* Provided material:
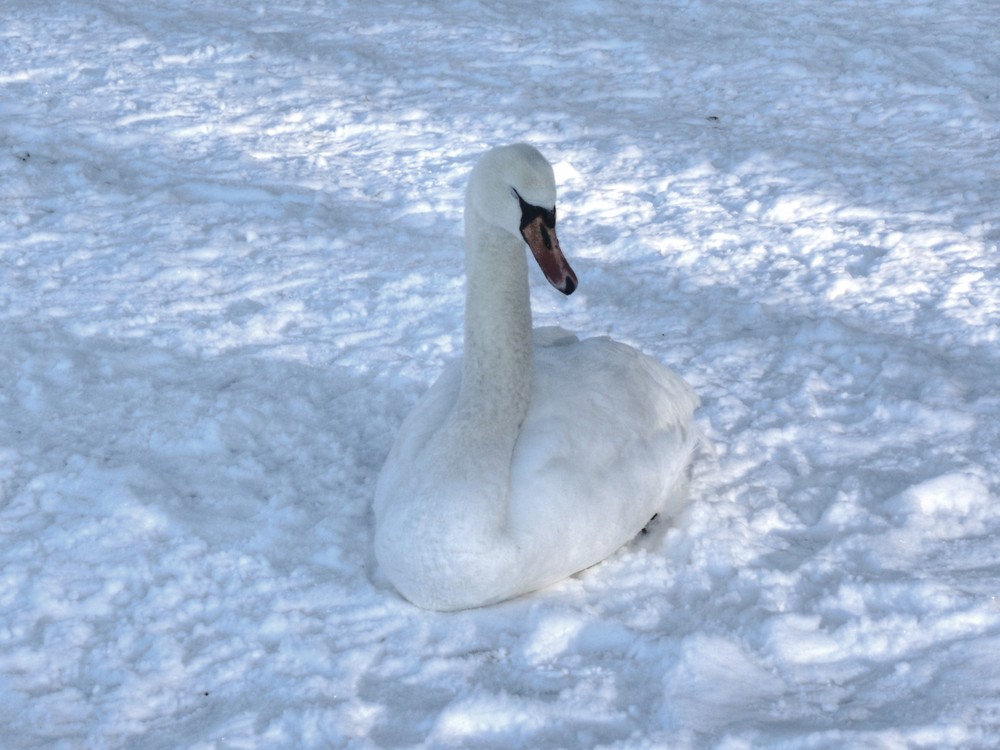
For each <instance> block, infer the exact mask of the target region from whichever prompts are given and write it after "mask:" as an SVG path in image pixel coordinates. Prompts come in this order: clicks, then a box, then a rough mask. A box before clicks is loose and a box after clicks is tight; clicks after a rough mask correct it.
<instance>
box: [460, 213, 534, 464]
mask: <svg viewBox="0 0 1000 750" xmlns="http://www.w3.org/2000/svg"><path fill="white" fill-rule="evenodd" d="M465 246H466V247H465V267H466V300H465V353H464V355H463V359H462V388H461V391H460V393H459V398H458V403H457V409H458V413H460V414H462V415H463V416H464V417H465V418H472V419H476V420H477V421H481V422H483V423H486V424H489V425H490V426H491V427H492V429H493V430H500V431H504V430H509V429H511V428H513V429H514V430H516V428H517V427H518V426H520V424H521V422H522V421H523V419H524V415H525V413H526V412H527V409H528V403H529V401H530V398H531V377H532V355H531V352H532V342H531V299H530V294H529V290H528V262H527V257H526V253H525V250H524V246H523V244H522V243H521V241H520V240H519V239H518V238H517V237H514V236H513V235H511V234H509V233H508V232H504V231H503V230H501V229H499V228H497V227H495V226H493V225H491V224H488V223H487V222H485V221H483V220H482V218H481V217H480V216H479V215H478V214H477V213H476V211H475V210H474V209H472V208H471V207H468V206H467V207H466V211H465ZM515 437H516V435H515ZM511 449H513V445H511Z"/></svg>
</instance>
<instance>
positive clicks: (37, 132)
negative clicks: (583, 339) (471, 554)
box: [0, 0, 1000, 750]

* Exercise brief: Write out exactly the final stretch of the records: the line containing "positive clicks: (37, 132)" and every line after it, through the last, and nothing else.

* Response:
positive clicks: (37, 132)
negative clicks: (583, 339) (471, 554)
box: [0, 0, 1000, 750]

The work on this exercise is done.